What are the criteria for a pool to be listed on the Places2Swim.com website?
To be included on the Swimmers Guide website:There are several types of pool we will include, even if they don't meet our general requirements.
We include hotel swimming pools as short as 15 meters (49.2 feet). Although short pools aren't ideal for lap swimming, sometimes travelers, particularly business travelers, don't have time to get to a larger facility. We feel it's better to go for a swim in a convenient, short pool, than not to be able to swim at all.
We sometimes include other pools (at least 15-meters long) in areas where we have not been able to find facilities within a reasonable distance that meet the 18-meter minimum requirement.
In the past we have included other short pools dedicated to "learn to swim" programs and/or therapeutic aquatics programs. We included them because we felt it was better for non-swimmers or disabled/impaired pool users to be directed to facilities specifically designed for them, than to general-use pools. Unfortunately, we have concluded that the database has grown so much that the time spent keeping these listings up to date is not worth the effort; we are not adding new listings in these categories, and we are eliminating ones added earlier, one by one, as we progress though our regular reviews.
#####
**Problem description**
Please quote the stretch of the pool listing criteria above from "We include hotel" through "18-meter minimum requirement.", word for word.
#####
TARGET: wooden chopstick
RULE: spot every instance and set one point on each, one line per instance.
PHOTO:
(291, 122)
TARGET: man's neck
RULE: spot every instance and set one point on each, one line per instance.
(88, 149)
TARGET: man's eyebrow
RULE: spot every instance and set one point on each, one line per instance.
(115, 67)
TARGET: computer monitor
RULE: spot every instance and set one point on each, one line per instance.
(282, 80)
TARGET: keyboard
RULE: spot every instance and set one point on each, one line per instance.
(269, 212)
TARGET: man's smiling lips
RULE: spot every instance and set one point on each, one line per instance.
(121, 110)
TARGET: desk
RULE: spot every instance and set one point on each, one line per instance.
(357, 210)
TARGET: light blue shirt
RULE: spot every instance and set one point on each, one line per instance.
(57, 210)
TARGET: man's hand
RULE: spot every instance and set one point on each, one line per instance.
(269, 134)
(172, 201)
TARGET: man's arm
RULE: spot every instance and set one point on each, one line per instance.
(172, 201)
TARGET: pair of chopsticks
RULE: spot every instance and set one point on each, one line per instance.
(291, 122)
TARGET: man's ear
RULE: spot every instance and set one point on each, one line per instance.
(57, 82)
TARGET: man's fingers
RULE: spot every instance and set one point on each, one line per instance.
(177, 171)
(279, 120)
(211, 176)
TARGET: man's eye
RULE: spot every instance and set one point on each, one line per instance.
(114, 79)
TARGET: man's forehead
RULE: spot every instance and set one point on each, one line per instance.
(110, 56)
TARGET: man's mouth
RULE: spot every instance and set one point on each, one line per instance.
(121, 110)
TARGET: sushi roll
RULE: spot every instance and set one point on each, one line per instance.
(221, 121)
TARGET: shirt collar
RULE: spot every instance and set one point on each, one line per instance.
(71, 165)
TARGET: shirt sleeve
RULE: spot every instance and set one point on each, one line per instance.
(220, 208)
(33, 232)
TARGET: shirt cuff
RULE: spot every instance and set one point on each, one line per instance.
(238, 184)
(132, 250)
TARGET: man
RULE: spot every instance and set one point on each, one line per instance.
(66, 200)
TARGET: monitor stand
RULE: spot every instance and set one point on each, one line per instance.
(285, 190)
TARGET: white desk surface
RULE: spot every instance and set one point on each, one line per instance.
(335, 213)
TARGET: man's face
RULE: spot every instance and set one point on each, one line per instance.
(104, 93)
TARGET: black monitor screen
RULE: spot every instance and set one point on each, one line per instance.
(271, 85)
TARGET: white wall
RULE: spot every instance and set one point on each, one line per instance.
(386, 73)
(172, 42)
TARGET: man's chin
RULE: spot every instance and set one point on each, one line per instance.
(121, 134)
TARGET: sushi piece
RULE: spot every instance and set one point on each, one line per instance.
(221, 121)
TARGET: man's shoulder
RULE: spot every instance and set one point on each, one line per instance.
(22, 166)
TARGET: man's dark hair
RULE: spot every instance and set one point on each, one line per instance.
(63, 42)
#####
**Output**
We include hotel swimming pools as short as 15 meters (49.2 feet). Although short pools aren't ideal for lap swimming, sometimes travelers, particularly business travelers, don't have time to get to a larger facility. We feel it's better to go for a swim in a convenient, short pool, than not to be able to swim at all.
We sometimes include other pools (at least 15-meters long) in areas where we have not been able to find facilities within a reasonable distance that meet the 18-meter minimum requirement.